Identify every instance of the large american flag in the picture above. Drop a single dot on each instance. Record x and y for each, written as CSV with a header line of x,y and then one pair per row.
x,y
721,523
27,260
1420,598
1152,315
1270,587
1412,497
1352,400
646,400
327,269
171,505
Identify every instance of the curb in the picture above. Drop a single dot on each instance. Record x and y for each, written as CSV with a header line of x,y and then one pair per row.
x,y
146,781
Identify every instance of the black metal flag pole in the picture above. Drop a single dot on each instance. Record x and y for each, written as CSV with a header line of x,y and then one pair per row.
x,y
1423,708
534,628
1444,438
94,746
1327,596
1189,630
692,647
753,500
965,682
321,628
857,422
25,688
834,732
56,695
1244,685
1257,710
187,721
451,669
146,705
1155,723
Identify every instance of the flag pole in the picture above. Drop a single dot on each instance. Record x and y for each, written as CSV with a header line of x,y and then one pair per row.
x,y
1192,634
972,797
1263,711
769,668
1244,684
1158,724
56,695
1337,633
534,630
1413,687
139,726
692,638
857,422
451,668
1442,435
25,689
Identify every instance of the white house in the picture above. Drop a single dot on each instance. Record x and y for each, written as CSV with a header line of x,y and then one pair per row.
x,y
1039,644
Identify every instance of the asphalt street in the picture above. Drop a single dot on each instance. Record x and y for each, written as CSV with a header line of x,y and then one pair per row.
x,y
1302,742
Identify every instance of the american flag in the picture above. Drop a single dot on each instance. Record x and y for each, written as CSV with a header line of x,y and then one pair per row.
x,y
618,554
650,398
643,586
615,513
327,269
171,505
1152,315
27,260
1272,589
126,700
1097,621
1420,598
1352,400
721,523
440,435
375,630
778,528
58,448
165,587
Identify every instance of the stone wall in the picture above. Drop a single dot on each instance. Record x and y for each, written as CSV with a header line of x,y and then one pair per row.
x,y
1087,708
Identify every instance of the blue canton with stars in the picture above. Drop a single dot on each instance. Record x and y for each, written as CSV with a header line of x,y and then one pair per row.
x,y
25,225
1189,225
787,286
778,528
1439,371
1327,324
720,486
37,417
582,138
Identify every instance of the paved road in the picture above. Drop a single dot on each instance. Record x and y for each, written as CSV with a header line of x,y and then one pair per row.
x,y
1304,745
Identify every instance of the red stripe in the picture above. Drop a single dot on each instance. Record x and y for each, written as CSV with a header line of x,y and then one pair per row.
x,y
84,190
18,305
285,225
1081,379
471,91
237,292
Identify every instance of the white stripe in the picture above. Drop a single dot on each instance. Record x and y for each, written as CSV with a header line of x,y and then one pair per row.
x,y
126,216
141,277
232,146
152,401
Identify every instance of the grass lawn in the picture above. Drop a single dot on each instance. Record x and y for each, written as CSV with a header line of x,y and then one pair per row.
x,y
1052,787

##############################

▶ [OBJECTIVE]: Please copy out all the records above again, switching every "Drop a single dot" to "Place one dot" and leaving everything else unchanged.

▶ [PROBLEM SOLUTION]:
Identify every instance of the large american flag in the picture above. Place one dot on each instance. Record x and y for each, written as CSV with a header line of x,y and then one pair per row.
x,y
721,523
27,260
1420,598
1152,315
1270,587
1412,497
1352,400
646,400
327,269
171,505
Identify every instance of the curb in the picture above. Place one dot on each instance. Record x and y for each, written as CSV with a header line of x,y and then one pair per row.
x,y
146,781
Identify every instance of the black metal flag pole in the picture above. Place one dot on each instance. Record x and y for each, written as CSV with a header line of x,y and then one pair per row.
x,y
1423,708
534,628
1444,438
94,746
1327,596
1189,630
692,647
753,500
965,682
321,628
857,422
25,688
834,732
56,695
1244,685
1257,710
187,721
451,669
146,705
1155,723
Identify every instance of the flag pole in the picture above. Place one dot on each instance. Record x and y for each, written as CSV with a header line of x,y and then one pair per row.
x,y
1192,634
972,797
1263,711
769,668
1244,684
1158,724
56,695
1337,633
534,630
1413,687
139,726
692,638
857,422
451,668
1442,435
25,689
Identify every instance of the white house in the picture above. Place one dot on each instance. Record x and y for each, written as CSV with a header line of x,y and then one pair per row.
x,y
1039,644
Identify every instance of the asphalt street in the picture above. Place one dot on each instance. Record x and y for each, written as CSV with a header line of x,y and then one pair per row.
x,y
1302,742
Identify every instance of the american flag in the picture above. Place one dot on each instance. Record x and y for each, written as CSV with a header line of x,y and then one pair per row.
x,y
618,554
650,398
643,586
615,513
327,269
171,505
1152,315
27,260
1272,589
126,700
1097,621
1420,598
1352,400
721,523
440,435
375,630
778,528
58,448
165,587
Identify every instance of the stone wall in the picture above. Place one dot on each instance. Record x and y for each, written as CSV with a header line of x,y and then one pair per row.
x,y
1087,708
Identify every instance of the blue canton with stars in the picture above. Place one dot on each instance. Record x and y for each, written as CSV with a header line of x,y and then one pair per row.
x,y
25,225
1189,225
787,286
778,528
1439,371
1327,324
720,486
37,417
582,138
Identify every instance of the paved road in the picture above. Place one dot on each instance. Record x and y for each, written as CSV with a header line of x,y and then one pair per row.
x,y
1304,745
Identify every instance of the red stripe in the picture above. Place one dot on each instance. Record x and y for each, written as CSV with a header line of x,y and then one pair per row.
x,y
84,190
18,305
285,225
1081,379
471,91
237,292
Identify every instance of the white stripe in the picture above. Place one dot on each instance. Record x and y for each, written as CSV with a header line of x,y and then one pair per row.
x,y
126,216
141,277
232,146
152,401
Identify every instance of the grass lawn in the picture above. Place one dot on each instance. Record x and y for each, written as CSV with a header line of x,y and then one pair per row.
x,y
1052,787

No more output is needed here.